• [Goal]: Output the line that contains "Could you please indicate the rock face" and every line after it to the end of the entries, with nothing added or left out.

--- START Records supplied ---

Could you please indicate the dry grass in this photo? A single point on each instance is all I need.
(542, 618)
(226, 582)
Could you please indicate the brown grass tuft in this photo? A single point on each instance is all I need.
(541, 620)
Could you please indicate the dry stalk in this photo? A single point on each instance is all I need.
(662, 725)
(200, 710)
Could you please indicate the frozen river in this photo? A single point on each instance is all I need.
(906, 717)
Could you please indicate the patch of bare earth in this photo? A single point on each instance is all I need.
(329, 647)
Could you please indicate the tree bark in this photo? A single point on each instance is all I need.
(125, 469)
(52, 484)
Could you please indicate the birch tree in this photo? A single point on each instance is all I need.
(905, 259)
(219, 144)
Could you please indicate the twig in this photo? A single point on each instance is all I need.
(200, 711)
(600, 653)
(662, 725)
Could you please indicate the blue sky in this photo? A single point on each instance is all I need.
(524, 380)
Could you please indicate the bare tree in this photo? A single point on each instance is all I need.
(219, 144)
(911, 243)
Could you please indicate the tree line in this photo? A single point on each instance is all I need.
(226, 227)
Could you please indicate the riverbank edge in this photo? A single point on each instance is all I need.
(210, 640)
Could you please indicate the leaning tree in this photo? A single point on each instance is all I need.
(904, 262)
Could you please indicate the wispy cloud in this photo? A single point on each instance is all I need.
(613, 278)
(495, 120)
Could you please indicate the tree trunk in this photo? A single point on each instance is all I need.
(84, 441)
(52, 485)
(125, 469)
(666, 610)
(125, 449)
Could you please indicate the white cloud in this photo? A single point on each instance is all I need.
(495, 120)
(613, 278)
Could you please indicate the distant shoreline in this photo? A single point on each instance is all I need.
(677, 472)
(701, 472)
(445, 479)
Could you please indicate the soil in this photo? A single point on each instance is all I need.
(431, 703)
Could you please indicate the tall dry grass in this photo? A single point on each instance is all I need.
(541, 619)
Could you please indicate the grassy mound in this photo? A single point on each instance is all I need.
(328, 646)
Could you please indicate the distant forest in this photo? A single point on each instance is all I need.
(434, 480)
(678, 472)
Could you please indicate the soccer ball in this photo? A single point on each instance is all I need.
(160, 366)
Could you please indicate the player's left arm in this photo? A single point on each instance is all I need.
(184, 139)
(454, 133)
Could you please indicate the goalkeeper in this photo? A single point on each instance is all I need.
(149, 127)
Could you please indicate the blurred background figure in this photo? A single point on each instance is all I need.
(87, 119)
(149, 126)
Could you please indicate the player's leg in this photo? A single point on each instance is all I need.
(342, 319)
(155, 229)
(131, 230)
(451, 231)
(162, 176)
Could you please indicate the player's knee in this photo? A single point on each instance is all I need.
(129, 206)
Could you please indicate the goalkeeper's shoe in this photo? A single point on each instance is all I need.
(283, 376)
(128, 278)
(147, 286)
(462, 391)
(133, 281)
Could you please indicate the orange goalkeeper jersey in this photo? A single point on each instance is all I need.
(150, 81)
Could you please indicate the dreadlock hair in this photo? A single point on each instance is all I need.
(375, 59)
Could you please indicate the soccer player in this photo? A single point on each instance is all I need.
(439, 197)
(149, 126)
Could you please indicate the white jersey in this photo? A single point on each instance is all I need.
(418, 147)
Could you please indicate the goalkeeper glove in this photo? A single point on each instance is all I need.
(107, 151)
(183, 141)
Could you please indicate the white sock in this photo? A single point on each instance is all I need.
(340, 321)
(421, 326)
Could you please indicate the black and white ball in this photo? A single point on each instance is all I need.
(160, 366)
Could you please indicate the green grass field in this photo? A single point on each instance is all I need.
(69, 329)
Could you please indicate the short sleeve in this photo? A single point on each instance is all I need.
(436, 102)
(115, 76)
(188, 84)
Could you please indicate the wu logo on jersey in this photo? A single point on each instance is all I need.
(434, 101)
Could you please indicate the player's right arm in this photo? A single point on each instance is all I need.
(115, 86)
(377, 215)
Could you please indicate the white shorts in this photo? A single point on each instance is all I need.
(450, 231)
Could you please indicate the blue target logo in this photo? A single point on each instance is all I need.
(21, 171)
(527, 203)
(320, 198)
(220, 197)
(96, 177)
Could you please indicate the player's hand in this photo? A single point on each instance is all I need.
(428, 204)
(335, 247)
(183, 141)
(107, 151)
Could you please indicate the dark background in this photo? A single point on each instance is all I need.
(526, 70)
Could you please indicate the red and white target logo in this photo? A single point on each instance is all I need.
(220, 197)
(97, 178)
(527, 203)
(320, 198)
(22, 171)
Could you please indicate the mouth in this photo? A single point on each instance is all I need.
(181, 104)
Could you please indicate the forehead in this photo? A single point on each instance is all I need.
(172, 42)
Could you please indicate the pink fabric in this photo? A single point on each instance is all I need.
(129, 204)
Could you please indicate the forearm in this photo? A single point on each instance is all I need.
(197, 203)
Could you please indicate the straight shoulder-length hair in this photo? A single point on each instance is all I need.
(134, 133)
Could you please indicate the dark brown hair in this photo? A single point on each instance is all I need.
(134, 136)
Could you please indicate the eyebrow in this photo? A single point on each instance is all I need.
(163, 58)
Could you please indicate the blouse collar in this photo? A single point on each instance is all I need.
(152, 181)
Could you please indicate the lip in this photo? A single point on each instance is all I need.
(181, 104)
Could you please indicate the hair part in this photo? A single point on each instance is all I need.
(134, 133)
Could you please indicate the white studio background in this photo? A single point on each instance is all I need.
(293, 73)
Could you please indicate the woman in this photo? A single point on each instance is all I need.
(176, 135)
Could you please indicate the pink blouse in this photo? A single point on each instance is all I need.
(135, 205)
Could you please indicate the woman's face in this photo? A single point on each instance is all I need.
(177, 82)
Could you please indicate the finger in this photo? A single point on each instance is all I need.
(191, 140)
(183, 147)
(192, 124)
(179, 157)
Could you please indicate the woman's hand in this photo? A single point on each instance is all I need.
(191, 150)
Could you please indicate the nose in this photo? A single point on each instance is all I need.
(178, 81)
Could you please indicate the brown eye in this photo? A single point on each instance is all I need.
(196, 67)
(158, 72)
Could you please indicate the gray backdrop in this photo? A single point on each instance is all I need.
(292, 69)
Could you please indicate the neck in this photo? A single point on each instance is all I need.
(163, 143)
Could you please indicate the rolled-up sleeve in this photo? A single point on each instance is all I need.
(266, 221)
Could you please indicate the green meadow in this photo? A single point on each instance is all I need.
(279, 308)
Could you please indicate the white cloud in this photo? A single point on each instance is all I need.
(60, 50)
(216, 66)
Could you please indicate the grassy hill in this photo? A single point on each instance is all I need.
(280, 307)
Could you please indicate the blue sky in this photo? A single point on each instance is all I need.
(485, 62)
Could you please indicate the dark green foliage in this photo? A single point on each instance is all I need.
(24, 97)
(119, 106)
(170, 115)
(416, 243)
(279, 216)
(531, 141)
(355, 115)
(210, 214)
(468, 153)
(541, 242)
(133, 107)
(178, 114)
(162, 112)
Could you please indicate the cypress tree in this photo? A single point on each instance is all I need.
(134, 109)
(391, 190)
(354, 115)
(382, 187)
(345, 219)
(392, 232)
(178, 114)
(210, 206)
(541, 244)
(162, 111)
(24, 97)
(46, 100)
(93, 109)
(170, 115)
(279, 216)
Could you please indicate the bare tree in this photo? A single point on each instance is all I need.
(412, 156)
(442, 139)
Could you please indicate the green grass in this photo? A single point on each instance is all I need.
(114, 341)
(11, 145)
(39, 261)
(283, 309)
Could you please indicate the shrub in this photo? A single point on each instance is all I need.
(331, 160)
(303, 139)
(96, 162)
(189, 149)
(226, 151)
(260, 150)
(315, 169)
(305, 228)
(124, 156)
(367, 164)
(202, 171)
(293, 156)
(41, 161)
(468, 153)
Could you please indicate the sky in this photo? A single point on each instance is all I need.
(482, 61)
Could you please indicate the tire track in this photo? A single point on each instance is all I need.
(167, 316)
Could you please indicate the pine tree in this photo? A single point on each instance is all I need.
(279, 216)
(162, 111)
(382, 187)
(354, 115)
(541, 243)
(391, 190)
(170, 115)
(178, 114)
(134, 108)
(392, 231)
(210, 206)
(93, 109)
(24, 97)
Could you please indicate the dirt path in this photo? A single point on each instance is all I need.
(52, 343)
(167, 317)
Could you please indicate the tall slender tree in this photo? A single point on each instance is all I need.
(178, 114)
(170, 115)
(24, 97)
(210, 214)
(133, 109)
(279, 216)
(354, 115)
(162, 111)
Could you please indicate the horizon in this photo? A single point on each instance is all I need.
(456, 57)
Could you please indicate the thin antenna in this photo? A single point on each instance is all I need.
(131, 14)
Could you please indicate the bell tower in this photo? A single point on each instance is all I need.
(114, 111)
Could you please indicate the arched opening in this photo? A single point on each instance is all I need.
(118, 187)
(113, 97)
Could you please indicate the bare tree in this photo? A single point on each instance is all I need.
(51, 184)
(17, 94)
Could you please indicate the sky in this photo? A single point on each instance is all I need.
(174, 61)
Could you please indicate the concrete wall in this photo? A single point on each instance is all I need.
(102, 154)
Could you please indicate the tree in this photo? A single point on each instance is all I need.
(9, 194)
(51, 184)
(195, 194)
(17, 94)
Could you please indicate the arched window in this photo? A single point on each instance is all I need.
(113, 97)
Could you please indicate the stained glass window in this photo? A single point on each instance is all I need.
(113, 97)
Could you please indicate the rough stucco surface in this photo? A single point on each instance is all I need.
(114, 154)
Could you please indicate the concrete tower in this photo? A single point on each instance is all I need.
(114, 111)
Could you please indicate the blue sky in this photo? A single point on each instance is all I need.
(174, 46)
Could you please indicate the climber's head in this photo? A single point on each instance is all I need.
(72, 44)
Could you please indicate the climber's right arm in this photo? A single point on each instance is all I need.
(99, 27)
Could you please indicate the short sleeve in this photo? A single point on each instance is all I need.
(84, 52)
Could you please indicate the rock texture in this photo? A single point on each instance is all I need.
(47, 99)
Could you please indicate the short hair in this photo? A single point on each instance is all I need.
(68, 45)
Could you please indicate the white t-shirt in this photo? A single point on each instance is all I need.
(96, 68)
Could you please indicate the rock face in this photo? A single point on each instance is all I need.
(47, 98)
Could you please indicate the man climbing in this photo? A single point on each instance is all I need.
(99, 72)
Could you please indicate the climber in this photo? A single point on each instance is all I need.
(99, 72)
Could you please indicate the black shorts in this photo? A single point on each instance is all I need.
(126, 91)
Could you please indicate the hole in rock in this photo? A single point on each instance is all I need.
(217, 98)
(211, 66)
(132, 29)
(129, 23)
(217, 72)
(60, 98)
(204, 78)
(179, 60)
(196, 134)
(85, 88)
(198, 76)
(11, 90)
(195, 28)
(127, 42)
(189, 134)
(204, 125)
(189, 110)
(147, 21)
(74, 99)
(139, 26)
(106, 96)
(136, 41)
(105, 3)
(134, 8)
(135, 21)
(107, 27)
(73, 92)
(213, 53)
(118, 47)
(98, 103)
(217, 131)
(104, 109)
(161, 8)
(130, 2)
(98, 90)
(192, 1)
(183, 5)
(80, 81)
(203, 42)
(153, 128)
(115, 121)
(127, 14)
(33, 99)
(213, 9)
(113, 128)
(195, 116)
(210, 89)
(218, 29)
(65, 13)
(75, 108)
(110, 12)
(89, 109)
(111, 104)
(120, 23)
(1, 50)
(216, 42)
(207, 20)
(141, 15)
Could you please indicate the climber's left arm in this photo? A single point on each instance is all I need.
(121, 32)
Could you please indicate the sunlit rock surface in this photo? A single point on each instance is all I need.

--- END Records supplied ---

• [Correct response]:
Could you please indicate the rock face in this photo? A single point on each instance is all I need.
(47, 98)
Could you please indicate the man climbing in this photo? A single point on each instance is all I need.
(99, 72)
Could you please indicate the climber in this photo? A single point on each instance is all I need.
(99, 72)
Could you please indicate the black shorts in this photo? A single point on each instance is all I need.
(126, 91)
Could you please indicate the hole in rock in this photo? A single point on each instance is all I need.
(217, 98)
(211, 66)
(132, 29)
(129, 23)
(217, 72)
(60, 98)
(204, 78)
(179, 60)
(196, 134)
(85, 88)
(198, 76)
(11, 90)
(195, 28)
(127, 42)
(189, 134)
(204, 125)
(189, 110)
(147, 21)
(74, 99)
(139, 26)
(106, 96)
(136, 41)
(105, 3)
(134, 8)
(135, 21)
(107, 27)
(73, 92)
(213, 53)
(118, 47)
(98, 103)
(217, 131)
(104, 109)
(161, 8)
(130, 2)
(98, 90)
(192, 1)
(183, 5)
(80, 81)
(203, 42)
(153, 128)
(115, 121)
(127, 14)
(33, 99)
(213, 9)
(113, 128)
(195, 116)
(210, 89)
(218, 29)
(65, 13)
(75, 108)
(110, 12)
(89, 109)
(111, 104)
(120, 23)
(1, 50)
(216, 42)
(207, 20)
(141, 15)
Could you please indicate the climber's left arm in this photo? A single point on each instance is all I need.
(121, 32)
Could you please indicate the sunlit rock surface in this photo? A single point on each instance is all I need.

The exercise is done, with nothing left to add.